Supplied data:
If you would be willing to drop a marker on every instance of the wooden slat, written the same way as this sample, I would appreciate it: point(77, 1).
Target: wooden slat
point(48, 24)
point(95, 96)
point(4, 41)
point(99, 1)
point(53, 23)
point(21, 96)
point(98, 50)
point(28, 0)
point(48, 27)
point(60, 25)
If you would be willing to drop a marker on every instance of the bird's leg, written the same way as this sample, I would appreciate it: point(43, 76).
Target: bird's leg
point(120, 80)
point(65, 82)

Task:
Repeat only the stretch of lines that begins at the line containing "it: point(43, 76)." and ends at the last line above, both included.

Solution for this task:
If you would be willing to drop a marker on every instance of the bird's leg, written the same way as this sample, I would appreciate it: point(43, 76).
Target: bird's leg
point(120, 80)
point(65, 82)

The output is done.